*Problem to solve*. Your output should repeat each record below with no differences.

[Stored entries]
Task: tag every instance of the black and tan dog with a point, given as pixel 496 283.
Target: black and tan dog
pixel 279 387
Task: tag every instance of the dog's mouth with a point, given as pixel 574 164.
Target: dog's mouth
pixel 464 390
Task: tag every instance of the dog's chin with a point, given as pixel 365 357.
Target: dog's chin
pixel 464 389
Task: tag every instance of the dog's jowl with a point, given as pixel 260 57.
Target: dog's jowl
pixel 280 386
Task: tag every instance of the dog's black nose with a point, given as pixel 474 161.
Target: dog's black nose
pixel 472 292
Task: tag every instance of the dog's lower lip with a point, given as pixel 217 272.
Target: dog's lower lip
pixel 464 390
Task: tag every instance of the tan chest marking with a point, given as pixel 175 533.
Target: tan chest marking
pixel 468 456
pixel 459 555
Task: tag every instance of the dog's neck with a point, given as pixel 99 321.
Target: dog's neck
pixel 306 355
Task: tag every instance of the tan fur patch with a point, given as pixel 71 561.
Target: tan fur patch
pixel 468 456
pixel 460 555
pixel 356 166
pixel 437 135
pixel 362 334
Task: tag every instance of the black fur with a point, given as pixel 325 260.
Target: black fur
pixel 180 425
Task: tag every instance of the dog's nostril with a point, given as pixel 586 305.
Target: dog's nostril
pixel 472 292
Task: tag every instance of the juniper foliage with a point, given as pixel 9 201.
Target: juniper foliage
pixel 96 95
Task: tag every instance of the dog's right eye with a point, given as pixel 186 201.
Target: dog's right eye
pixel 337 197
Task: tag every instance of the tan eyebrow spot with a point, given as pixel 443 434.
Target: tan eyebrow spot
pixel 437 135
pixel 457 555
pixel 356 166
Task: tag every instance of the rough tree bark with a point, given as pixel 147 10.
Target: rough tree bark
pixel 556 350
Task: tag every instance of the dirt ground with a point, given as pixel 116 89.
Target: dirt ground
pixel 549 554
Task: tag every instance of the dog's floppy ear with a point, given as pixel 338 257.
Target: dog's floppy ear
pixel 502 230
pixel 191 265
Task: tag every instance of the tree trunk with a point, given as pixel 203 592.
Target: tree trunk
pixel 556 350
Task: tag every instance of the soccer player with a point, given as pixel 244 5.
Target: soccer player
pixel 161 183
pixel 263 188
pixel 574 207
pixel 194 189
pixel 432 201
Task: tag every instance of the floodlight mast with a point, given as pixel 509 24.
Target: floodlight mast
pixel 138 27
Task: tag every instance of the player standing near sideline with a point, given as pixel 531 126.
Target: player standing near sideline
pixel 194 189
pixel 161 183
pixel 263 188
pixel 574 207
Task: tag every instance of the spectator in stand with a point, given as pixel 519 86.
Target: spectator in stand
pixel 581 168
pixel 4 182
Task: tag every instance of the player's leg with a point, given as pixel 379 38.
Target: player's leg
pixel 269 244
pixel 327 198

*Answer to this task*.
Task: tag every instance of the black and tan dog with a point, given as pixel 496 283.
Target: black and tan dog
pixel 279 387
Task: tag every instance of the dog's mouth with a point, given as pixel 574 164.
Target: dog's mouth
pixel 464 390
Task: tag every instance of the dog's chin with a point, given as pixel 365 357.
Target: dog's chin
pixel 464 389
Task: tag every instance of the dog's jowl with a point, given as pixel 260 57.
Target: dog's jowl
pixel 280 386
Task: tag every instance of the dog's black nose with a point, given as pixel 474 161.
Target: dog's black nose
pixel 472 292
Task: tag every instance of the dog's lower lip with a point, given as pixel 217 272.
Target: dog's lower lip
pixel 464 390
Task: tag every instance of the tan chest marking with a point, given as pixel 175 533.
Target: tan chest marking
pixel 468 456
pixel 459 555
Task: tag every instance of the dog's neck with a point, given as pixel 99 321.
Target: dog's neck
pixel 306 355
Task: tag every instance of the tan fur patch with a point, given as pixel 71 561.
Target: tan fur patch
pixel 468 456
pixel 460 555
pixel 356 166
pixel 437 135
pixel 362 334
Task: tag every instance of the black fur with a point, given as pixel 325 260.
Target: black fur
pixel 180 425
Task: tag every instance of the dog's nostril with a point, given as pixel 586 305.
Target: dog's nostril
pixel 472 292
Task: tag every instance of the juniper foliage with a point, given as pixel 9 201.
Target: juniper foliage
pixel 96 95
Task: tag every instance of the dog's right eye with a point, given as pixel 186 201.
Target: dog's right eye
pixel 337 197
Task: tag every instance of the tan eyebrow spot with a point, given as pixel 443 434.
Target: tan eyebrow spot
pixel 437 135
pixel 457 555
pixel 356 166
Task: tag every instance of the rough tree bark with a point, given as pixel 147 10.
Target: rough tree bark
pixel 556 350
Task: tag every instance of the dirt ground with a point, given as pixel 116 89.
Target: dirt ground
pixel 549 554
Task: tag every instance of the dog's floppy ear with a point, given as pixel 338 257.
Target: dog's floppy ear
pixel 502 230
pixel 191 265
Task: tag every instance of the tree trunk with a point, given as pixel 203 592.
Target: tree trunk
pixel 556 350
Task: tag every instance of the soccer player with a point, given as pixel 244 5.
Target: soccer player
pixel 161 183
pixel 263 188
pixel 574 207
pixel 194 189
pixel 432 201
Task: tag every instance of the floodlight mast with a point, given as pixel 509 24.
Target: floodlight mast
pixel 138 27
Task: tag every instance of the player standing near sideline with a point, given as pixel 531 126.
Target: player standing near sideline
pixel 194 189
pixel 161 183
pixel 263 188
pixel 574 207
Task: tag every instance of the spectator in stand with a point, given as pixel 519 86.
Target: spectator in stand
pixel 581 168
pixel 4 182
Task: tag every instance of the player's leg with a point, given as pixel 379 38.
Target: player's leg
pixel 269 244
pixel 327 198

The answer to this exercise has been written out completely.